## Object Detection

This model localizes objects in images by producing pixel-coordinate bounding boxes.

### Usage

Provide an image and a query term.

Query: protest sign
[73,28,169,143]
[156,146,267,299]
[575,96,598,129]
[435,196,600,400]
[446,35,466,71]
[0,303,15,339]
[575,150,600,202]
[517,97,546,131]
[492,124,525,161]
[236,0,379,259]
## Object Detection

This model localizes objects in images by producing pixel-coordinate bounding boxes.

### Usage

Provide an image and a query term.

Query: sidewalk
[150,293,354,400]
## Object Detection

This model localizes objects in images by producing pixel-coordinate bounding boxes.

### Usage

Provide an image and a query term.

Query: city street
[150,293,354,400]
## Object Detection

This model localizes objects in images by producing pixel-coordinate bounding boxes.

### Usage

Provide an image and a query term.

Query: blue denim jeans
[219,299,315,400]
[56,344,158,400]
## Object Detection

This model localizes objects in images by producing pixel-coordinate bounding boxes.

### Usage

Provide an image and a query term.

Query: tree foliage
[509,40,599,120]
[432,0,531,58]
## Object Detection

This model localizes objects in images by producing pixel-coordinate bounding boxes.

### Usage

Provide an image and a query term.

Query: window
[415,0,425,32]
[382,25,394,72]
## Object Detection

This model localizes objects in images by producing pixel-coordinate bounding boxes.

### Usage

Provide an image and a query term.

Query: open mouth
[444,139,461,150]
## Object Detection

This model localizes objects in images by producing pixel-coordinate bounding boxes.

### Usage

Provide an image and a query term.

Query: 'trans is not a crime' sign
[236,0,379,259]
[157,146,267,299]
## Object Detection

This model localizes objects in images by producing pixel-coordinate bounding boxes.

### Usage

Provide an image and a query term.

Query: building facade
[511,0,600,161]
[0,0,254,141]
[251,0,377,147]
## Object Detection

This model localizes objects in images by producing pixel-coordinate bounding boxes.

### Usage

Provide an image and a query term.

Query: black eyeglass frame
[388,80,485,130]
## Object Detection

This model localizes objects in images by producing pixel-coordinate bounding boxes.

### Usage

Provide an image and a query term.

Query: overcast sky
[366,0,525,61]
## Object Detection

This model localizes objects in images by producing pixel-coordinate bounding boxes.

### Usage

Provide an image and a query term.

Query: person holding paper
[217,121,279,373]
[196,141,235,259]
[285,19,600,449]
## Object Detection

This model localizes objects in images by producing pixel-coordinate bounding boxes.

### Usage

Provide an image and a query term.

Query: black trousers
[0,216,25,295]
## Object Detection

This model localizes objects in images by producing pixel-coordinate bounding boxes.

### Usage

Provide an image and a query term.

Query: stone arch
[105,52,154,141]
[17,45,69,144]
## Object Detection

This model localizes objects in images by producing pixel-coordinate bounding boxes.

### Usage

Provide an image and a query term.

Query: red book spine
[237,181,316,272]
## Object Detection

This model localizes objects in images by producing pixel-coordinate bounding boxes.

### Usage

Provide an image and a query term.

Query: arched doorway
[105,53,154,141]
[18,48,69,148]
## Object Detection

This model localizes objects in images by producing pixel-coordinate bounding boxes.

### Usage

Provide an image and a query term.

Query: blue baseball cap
------------------------
Given task
Count the lines in the material above that contain the string "blue". Case counts. Reply with the number only.

Result of this exercise
2